Список заданий:
A. Какие два полюса властного абсолютизма, по словам Толстого, приведенным в тексте о повести «Хаджи-Мурат», представляют вместе Шамиль и Николай I?
B. Перепишите фрагмент текста о повести «Хаджи-Мурат», который начинается со слов «Всегда желал производить» и заканчивается словами «или рубить голову.», заменив в нем «вероломстве» на «коварстве».
---- Исходный текст
Повесть «Хаджи-Мурат» занимает в этом ряду особое место. И потому, что в ней синтезируются чуть ли не все основные идеи и творческие искания писателя, и потому, что природа деспотической власти, её антигуманная сущность вскрывается здесь наиболее широко, многоаспектно и поистине неотразимо по своей художественной убедительности.
«Меня здесь занимает, — говорил Толстой, — не один Хаджи-Мурат с его трагической судьбой, но и крайне любопытный параллелизм двух главных противников этой эпохи — Шамиля и Николая I, представляющих вместе как бы два полюса властного абсолютизма — азиатского и европейского» [54]. Эта власть абсолютизма, будь то европейского «полюса» или азиатского, изображается Толстым, прежде всего, с точки зрения её пагубного, разлагающего воздействия на людские души. Следы этого воздействия видны повсюду, ими отмечен каждый подданный, в ком отсутствует элементарное чувство собственного достоинства, справедливости и уважения к другому человеку, в ком преобладают раболепие и жестокость, лицемерие, ханжество и угодничество. Это и фельдъегерь, везущий донесение во дворец и по пути избивающий в кровь десяток ямщиков; это и военный министр Чернышев, которого даже Николай I считает «большим подлецом»; это и флигель-адъютант, который зачесывает свои височки к глазам так же, «как их зачесывал Николай Павлович», флигель-адъютант, который к двери царского кабинета подходит, «всем существом своим выказывая почтение к тому месту, в которое он вступал».
Столь же выразителен с этой точки зрения и портрет Николая I, которому всегда были приятны и угодничество, и лесть подчиненных, и тот ужас, который он в них вызывал. У него «туго перетянутый» по отросшему животу стан», «безжизненный взгляд», «ожиревшие» щеки, постоянное «выражение недовольства и даже гнева» на лице. Ему свойственны претензия на величие и ограниченность, тупость и самодовольство, а также и прежде всего — жестокость, которая лежала в основе и внутренней и внешней его политики, та беспощадность, с которой он стремился всюду и везде подавить малейшее проявление самобытности и самостоятельности, – касалось ли это отдельного человека или целого народа.
Всегда желал производить впечатление величия и Шамиль, но за всем тем, как и у Николая I, угадывался человек вполне заурядный, недюжинный лишь в плетении интриг, хитрости и вероломстве. Вполне соответствовал этим качествам его внешний облик, опять же заставляющий вспомнить русского самодержца: «Лицо его с постоянно сощуренными маленькими глазами было как каменное, совершенно неподвижно» (Т, 35, 74, 86). Сближали их также бездушие и жестокость, разница была лишь в том, что один из них предпочитал убивать шпицрутенами, а другой приказывал выкалывать глаза или рубить голову.
Вполне естественно, что Хаджи-Мурат не нашел и не мог найти поддержки и понимания у этих двух деспотов. Ему по пути было с ними (то с одним из них, то с другим) только тогда, когда и сам он принимал участие в борьбе за власть. Но как натура цельная и сложная, как человек, самостоятельно чувствующий и мыслящий, Хаджи – Мурат глубоко враждебен им.
--------
---- Раздел данных
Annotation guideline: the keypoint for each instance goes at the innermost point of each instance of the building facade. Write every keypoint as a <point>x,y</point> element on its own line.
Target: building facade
--------
Ответы по заданиям:
A. Азиатский и европейский.

B.
Всегда желал производить впечатление величия и Шамиль, но за всем тем, как и у Николая I, угадывался человек вполне заурядный, недюжинный лишь в плетении интриг, хитрости и коварстве. Вполне соответствовал этим качествам его внешний облик, опять же заставляющий вспомнить русского самодержца: «Лицо его с постоянно сощуренными маленькими глазами было как каменное, совершенно неподвижно» (Т, 35, 74, 86). Сближали их также бездушие и жестокость, разница была лишь в том, что один из них предпочитал убивать шпицрутенами, а другой приказывал выкалывать глаза или рубить голову.